▶ _PAGE TEXT_
— Begin —

How to replace all characters between two patterns in Bash?

Question

I'm looking to replace all chars of a line of variable length starting with ( and ending with ) by = symbols.

Example:

line1 with some words
( + + +  +    +  +  )
line3 with some words

should be changed to:

line1 with some words
=====================
line3 with some words

It tried the following bash code, but it doesn't work, as it also changes white spaces in line1 und line3, too:

echo -e "line1 with some words\n( + + +  +    +  +  )\nline3 with some words"|tr ' (+)' '='

Result:

line1=with=some=words
=====================
line3=with=some=words

What do I need to fix in order to make it work?

Answer 1

Assumptions:

• a set of parens may show up more than once in a line
• parens are not nested
• there may be other characters before the ( and/or after the )

Sample input:

$ cat input.txt
line1 with some words
( + + +  +    +  +  )

— End —

Items from a point labeling set
— Begin —

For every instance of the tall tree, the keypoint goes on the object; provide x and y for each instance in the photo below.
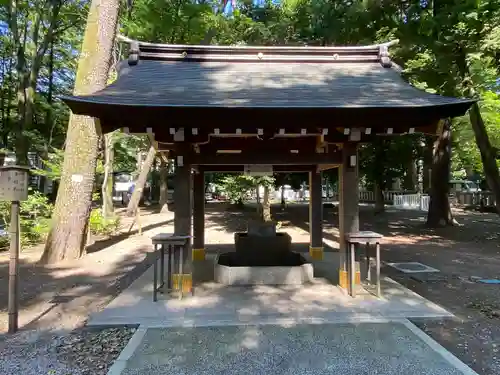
(67, 237)
(133, 204)
(107, 183)
(439, 207)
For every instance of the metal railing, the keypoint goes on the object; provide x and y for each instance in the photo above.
(481, 198)
(411, 201)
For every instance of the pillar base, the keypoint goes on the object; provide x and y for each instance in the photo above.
(198, 254)
(186, 280)
(344, 282)
(316, 252)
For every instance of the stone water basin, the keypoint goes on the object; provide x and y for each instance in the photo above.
(293, 269)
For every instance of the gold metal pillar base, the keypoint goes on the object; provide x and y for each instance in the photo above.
(343, 280)
(198, 254)
(316, 253)
(186, 280)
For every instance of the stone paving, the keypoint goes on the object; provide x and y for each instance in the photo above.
(215, 304)
(349, 349)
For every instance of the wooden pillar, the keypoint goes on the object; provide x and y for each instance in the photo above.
(182, 224)
(315, 215)
(199, 216)
(348, 206)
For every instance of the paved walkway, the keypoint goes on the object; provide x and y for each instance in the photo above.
(392, 348)
(215, 305)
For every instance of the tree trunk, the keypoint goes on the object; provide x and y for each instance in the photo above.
(427, 166)
(379, 197)
(68, 234)
(107, 184)
(488, 154)
(164, 186)
(410, 178)
(133, 204)
(49, 119)
(266, 205)
(439, 207)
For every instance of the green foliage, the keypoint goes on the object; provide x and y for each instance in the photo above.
(237, 187)
(35, 213)
(103, 226)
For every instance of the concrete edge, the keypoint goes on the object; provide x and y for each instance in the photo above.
(411, 292)
(127, 352)
(438, 348)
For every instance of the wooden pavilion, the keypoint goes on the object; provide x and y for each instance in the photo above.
(307, 109)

— End —

▶ _EXERCISES TO COMPLETE_
[A] Rewrite the stretch of the Bash thread from "How to replace" through "by = symbols.", substituting "signs" for "symbols".
[B] Continue the Bash thread from the point where it stops.
None of these items are needed.

▶ _EXPECTED OUTPUTS_
[A]
How to replace all characters between two patterns in Bash?

Question

I'm looking to replace all chars of a line of variable length starting with ( and ending with ) by = signs.

[B]
line3 with some words
 xx (abc) yy (def) zz

One awk idea:

awk '
BEGIN { regex="[(][^)]*[)]" }
      { while (match($0,regex)) {
              x=""
              for (i=1;i<=RLENGTH;i++)
                  x=x "="
              gsub(regex,x)
        }
      }
1' input.txt

This generates:

line1 with some words
=====================
line3 with some words
 xx ===== yy ===== zz

Answer 2

If a row starts with ( and ends with ) then replace in this row all characters with =.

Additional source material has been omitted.